* TO DO
Return each line of the material that contains the string “curved”, copied in full.

A run of records:
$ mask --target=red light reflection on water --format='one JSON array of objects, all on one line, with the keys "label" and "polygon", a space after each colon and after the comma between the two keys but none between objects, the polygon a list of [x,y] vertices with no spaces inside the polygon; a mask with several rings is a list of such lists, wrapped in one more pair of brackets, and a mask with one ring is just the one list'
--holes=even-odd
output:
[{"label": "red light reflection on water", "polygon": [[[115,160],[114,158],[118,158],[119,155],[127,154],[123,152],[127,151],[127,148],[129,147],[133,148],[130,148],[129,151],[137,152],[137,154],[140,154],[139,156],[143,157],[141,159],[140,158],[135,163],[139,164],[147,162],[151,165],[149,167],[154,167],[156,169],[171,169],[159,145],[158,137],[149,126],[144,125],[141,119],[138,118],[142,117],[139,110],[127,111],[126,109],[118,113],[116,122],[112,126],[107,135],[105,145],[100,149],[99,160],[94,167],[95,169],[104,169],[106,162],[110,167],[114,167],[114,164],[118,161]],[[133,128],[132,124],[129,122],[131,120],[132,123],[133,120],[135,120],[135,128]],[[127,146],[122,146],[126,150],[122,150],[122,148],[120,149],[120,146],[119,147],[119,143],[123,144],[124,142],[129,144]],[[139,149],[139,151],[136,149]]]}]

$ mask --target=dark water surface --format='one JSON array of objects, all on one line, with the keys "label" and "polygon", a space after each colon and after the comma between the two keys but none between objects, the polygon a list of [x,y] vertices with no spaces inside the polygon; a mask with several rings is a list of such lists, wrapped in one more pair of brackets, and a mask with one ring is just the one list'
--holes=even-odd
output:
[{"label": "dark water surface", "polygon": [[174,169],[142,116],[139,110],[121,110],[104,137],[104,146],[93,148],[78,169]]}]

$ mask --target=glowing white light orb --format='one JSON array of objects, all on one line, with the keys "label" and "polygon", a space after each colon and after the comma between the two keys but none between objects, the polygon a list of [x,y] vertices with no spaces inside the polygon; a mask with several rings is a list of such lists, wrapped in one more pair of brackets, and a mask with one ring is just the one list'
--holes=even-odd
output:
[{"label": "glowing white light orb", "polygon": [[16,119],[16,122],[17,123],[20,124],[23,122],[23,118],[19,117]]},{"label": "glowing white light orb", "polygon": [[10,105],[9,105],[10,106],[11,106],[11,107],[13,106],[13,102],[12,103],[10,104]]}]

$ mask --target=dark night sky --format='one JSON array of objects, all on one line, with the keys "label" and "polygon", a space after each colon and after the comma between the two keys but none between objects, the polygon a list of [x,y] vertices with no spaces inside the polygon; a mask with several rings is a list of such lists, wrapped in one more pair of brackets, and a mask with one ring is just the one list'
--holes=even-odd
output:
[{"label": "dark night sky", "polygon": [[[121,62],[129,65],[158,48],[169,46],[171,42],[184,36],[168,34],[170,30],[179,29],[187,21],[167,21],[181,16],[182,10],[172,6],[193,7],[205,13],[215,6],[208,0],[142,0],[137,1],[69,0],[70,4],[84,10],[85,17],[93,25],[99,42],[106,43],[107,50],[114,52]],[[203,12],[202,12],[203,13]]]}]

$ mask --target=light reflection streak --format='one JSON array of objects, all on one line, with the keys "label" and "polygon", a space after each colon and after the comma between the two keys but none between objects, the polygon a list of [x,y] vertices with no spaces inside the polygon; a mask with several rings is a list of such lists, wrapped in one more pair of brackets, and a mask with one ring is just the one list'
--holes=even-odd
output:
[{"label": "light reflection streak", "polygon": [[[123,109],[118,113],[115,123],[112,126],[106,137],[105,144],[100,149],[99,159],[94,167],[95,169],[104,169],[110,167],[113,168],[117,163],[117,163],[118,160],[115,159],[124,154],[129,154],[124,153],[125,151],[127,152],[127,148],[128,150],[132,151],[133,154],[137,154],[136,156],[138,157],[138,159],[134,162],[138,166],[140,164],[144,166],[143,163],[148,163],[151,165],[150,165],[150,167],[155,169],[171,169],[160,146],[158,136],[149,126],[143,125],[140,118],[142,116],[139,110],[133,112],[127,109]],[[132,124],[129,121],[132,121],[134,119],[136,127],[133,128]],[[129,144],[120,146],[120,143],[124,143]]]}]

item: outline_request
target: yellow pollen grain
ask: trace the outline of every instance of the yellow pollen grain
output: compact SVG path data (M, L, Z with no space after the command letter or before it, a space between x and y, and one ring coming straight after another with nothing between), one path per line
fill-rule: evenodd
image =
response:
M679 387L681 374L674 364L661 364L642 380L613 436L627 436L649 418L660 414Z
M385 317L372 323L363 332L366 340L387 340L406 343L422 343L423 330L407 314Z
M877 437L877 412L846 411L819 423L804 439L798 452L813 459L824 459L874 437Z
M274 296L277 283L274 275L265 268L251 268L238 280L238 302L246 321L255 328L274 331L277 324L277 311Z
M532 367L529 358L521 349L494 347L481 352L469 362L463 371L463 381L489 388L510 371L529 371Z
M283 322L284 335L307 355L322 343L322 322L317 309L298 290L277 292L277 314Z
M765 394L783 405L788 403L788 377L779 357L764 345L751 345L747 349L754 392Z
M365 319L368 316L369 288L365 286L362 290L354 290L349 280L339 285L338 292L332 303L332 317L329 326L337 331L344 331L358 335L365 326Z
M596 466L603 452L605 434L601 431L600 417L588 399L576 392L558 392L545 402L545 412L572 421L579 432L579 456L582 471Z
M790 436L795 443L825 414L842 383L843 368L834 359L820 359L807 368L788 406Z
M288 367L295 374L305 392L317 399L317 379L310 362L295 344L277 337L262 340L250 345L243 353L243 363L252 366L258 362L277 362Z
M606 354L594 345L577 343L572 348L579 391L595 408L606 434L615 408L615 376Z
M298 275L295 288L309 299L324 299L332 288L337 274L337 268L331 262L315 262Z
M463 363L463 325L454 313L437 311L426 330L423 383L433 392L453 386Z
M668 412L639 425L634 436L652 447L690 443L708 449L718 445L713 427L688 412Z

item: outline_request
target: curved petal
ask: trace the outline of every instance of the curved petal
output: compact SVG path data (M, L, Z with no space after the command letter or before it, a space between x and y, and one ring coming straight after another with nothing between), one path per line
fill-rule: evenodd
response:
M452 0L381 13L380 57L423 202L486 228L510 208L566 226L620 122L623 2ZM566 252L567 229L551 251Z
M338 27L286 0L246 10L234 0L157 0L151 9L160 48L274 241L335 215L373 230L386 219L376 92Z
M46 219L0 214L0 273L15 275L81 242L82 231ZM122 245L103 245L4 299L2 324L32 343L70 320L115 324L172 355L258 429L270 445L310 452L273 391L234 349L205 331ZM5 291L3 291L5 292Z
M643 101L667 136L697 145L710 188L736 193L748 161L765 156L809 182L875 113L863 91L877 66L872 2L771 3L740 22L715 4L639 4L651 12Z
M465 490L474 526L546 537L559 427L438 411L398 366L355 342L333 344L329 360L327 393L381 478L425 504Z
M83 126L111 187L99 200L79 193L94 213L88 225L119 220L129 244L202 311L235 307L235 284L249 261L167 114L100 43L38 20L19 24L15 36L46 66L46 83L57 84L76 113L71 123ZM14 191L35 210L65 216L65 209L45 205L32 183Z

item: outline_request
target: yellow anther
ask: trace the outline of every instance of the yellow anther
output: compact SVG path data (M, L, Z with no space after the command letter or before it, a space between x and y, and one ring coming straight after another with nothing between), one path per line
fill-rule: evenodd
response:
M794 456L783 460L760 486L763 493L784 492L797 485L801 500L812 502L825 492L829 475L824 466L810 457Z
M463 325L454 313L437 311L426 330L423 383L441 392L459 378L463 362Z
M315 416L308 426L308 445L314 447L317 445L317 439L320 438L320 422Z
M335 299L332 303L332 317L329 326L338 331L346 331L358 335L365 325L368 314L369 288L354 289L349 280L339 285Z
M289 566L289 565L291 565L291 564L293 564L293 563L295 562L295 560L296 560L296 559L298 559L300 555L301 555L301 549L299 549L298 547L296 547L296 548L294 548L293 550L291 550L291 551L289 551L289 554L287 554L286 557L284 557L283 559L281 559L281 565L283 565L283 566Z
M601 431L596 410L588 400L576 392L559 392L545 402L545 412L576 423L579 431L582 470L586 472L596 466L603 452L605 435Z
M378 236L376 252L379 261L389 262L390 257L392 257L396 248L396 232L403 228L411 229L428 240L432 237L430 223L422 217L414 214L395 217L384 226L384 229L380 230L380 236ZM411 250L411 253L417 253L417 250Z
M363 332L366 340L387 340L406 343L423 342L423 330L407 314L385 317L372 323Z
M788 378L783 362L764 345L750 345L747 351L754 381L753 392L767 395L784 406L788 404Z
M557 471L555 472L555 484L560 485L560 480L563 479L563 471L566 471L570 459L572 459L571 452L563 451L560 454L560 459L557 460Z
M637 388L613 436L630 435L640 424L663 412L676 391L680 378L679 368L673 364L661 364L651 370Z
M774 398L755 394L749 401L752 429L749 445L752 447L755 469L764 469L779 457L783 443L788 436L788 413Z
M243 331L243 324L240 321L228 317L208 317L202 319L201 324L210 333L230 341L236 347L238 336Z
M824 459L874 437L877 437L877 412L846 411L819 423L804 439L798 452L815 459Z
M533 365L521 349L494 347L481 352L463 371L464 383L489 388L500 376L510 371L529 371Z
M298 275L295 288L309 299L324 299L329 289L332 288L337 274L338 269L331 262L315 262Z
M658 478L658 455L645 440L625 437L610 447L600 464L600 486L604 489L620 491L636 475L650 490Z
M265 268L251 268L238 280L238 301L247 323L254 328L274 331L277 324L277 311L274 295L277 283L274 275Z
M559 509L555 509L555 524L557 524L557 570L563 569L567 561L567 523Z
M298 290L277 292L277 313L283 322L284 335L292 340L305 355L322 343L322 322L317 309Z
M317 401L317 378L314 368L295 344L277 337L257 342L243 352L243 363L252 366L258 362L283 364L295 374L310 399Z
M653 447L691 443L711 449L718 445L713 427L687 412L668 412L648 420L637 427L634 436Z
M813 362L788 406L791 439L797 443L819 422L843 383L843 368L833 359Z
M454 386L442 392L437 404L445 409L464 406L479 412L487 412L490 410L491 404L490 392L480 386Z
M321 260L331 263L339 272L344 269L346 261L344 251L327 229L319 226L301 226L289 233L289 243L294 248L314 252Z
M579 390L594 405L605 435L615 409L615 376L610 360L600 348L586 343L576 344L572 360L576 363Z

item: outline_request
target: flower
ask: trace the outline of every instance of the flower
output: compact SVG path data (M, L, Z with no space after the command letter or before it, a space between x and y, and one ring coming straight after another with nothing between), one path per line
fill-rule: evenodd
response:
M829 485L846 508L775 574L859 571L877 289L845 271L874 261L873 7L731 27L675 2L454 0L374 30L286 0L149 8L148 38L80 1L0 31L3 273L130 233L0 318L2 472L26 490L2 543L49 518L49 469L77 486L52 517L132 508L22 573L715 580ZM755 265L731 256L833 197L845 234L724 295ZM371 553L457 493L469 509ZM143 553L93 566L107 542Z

* TASK RESPONSE
target: curved petal
ask: trace the outline of every instance of the curved petal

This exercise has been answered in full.